### What you need to do
**a)** Summarize the passage on men's sexual health in two sentences.
**b)** Quote word for word the part of the passage on men's sexual health that opens with the words containing "- Men may not" and closes with "confirms one's manhood.".
**c)** According to the passage on men's sexual health, what is more easily transmitted from men to women than from women to men?

### Passage for review
Men's sexual health
Gender has an impact on health and behaviour, which is why work with boys and men to promote sexual health awareness is crucial to improve health outcomes for them and their partners. Some features about men's sexual health are described below:
- Men are less likely to seek health care advice or treatment.
- Mens' sexual behaviours are more risky than women - more likely to have multiple sexual partners, take alcohol and drugs.
- Men may not admit to sexual ignorance.
- False sexual claims and myths about sex are sometimes used in order to appear as 'real men' in the eyes of their peers - e.g. "I managed it three times last night".
- Discussions about sexual experiences might be about their prowess, perhaps rarely mentioning the sexual needs of their partners.
- Mens' behaviour puts women at risk - for instance, HIV and some sexually transmitted diseases are more easily transmitted from men to women than women to men.
- Globally men are under pressure to conform to destructive ideas and behaviours of 'manhood', e.g. being 'Jack the Lad' - instilling the ideas of sexual prowess and multiple sexual partners which facilitates risk-taking behaviours. For some, having a STI is considered a badge of honour that confirms one's manhood.
- Class, culture, ethnicity, religion and sexuality and sexual orientation are all factors that affect men's sexual behaviour.
- Myths exist - for instance, the male sex drive is boundless and irrepressible. The myth of male superiority that is deeply ingrained in many societies inadvertently assists the transmission of HIV.
There are resources such as the Men's Health Forum which help to overcome some of these problems and pressures - see the 'Useful resources' section for links.
View the video of 'Blake's story' and think about how you might respond if you were the nursing staff member in this situation. To read a transcript of the audio in this video, select the link Blake's story (Word 15KB).
How you can help
You do not have to be a sexual health practitioner or work in this speciality to enable men to access information and advice - many men visit their doctor or nurse and come away without revealing their health concerns. Men still find it very difficult to talk about a number of issues that affect their health, especially sexual health symptoms, mental difficulties, and drug and alcohol problems.
Fortunately there are several effective ways you can introduce the topic of sexuality during visits. You might open with a statement such as, “It is part of my routine to ask about sexual health", for instance during new patient checks and chronic disease clinics in general practice, or visits for other medical problems in walk-in centres. With teenage boys it could be at their 'school leaver' immunisations appointment if you are a school nurse. This sort of question makes it clear that it's usual for you to ask everyone - it's a 'normalising' statement. Similarly, "Do you have any concerns about sexual health?” is another useful question once the consultation is well underway and trust and rapport have been established.

Natural language region descriptions:
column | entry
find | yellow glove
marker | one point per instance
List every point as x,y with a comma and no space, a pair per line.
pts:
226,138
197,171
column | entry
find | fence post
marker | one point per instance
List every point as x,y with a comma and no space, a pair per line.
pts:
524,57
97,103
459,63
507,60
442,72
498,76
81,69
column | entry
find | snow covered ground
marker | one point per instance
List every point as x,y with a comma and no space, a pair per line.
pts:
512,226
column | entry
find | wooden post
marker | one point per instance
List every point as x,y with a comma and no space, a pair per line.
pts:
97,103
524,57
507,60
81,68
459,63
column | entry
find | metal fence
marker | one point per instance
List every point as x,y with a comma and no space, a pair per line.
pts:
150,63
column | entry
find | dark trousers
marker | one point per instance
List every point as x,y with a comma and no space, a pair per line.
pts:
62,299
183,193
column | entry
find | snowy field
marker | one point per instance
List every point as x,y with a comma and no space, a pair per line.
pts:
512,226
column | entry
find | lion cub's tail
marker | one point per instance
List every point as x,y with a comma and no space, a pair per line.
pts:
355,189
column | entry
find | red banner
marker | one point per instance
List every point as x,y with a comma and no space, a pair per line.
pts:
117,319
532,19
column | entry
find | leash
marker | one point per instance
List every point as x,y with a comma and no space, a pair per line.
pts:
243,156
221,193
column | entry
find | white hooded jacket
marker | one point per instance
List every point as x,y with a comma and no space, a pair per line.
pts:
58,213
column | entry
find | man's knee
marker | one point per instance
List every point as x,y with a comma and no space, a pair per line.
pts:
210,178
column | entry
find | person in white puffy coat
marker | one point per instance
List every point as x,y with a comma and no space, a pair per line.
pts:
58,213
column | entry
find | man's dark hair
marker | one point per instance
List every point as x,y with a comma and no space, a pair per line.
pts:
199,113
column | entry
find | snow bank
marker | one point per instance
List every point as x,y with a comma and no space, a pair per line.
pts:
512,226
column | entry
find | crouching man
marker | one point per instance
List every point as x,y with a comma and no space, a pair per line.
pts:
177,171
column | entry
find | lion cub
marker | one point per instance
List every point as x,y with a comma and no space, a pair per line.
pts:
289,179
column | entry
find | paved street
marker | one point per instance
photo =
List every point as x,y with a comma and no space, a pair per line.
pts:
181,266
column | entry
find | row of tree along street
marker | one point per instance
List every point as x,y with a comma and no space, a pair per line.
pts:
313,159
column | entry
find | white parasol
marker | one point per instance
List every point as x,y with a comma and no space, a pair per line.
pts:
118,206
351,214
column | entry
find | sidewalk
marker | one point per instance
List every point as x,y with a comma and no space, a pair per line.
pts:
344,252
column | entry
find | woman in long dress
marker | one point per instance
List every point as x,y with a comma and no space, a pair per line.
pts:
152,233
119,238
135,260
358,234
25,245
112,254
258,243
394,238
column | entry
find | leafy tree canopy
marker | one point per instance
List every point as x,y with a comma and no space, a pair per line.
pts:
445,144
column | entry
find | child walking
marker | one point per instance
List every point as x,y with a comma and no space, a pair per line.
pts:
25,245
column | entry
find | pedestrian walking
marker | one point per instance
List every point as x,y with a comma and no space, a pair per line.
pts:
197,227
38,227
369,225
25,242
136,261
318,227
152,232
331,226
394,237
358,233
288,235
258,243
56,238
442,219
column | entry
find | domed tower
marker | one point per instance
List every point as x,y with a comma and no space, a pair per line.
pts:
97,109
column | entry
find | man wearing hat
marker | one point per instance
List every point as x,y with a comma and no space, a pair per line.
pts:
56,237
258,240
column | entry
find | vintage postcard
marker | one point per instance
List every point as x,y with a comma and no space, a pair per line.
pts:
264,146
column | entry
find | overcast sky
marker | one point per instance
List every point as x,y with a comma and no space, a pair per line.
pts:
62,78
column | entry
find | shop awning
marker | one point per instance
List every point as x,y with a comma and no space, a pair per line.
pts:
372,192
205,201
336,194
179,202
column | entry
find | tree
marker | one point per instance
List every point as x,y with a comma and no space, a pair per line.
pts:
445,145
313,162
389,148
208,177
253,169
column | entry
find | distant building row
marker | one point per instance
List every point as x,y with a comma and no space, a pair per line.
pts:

### Solutions in order
**a)** Men are less likely to seek health care advice, their sexual behaviors are riskier than women's, and pressures to conform to ideas of manhood and myths such as a boundless male sex drive encourage risk-taking that also puts women at risk. Staff who do not work in sexual health can still help men by raising the topic during visits, for example by saying it is part of their routine to ask about sexual health or by asking whether the patient has any concerns.

**b)**
- Men may not admit to sexual ignorance.
- False sexual claims and myths about sex are sometimes used in order to appear as 'real men' in the eyes of their peers - e.g. "I managed it three times last night".
- Discussions about sexual experiences might be about their prowess, perhaps rarely mentioning the sexual needs of their partners.
- Mens' behaviour puts women at risk - for instance, HIV and some sexually transmitted diseases are more easily transmitted from men to women than women to men.
- Globally men are under pressure to conform to destructive ideas and behaviours of 'manhood', e.g. being 'Jack the Lad' - instilling the ideas of sexual prowess and multiple sexual partners which facilitates risk-taking behaviours. For some, having a STI is considered a badge of honour that confirms one's manhood.

**c)** HIV and some sexually transmitted diseases.